SHORT EXERCISE:
Write out every one of the rows below, character for character, without changing anything.

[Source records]
——————————

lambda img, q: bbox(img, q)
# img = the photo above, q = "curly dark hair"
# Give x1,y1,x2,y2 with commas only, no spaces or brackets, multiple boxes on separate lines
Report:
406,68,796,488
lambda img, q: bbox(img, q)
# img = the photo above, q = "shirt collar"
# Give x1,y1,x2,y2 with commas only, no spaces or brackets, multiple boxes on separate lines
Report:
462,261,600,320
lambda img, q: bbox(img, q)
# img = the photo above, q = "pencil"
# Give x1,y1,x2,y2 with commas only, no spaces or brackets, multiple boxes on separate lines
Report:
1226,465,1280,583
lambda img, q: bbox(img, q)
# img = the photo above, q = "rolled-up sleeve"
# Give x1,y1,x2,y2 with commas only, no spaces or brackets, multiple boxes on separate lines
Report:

——————————

TASK RESULT:
lambda img, q: bbox(img, q)
# img = the photo above, q = "curly dark hair"
# Give x1,y1,x2,y2 with commas only, no spaces or brackets, multiple boxes on separate lines
Report:
406,68,796,488
lambda img, q: bbox(img, q)
# img = the photo above, q = "shirt collar"
# Give x1,y1,x2,y2 with commas only, no spaces or brackets, multiple boxes on separate lines
Report:
462,261,600,320
lambda img, q: bbox(img, q)
# img = the photo above, q = "pencil"
# Give x1,y1,x2,y2 with commas only, no spaces or brackets, multiple boxes on separate lines
Report:
1226,465,1280,583
lambda img, q: bbox(img, q)
# img = the photo above, q = "rolled-up sleeve"
# Give x1,y1,x2,y2 with commas only, no spaces or brackets, multiple boxes on separate lines
Report:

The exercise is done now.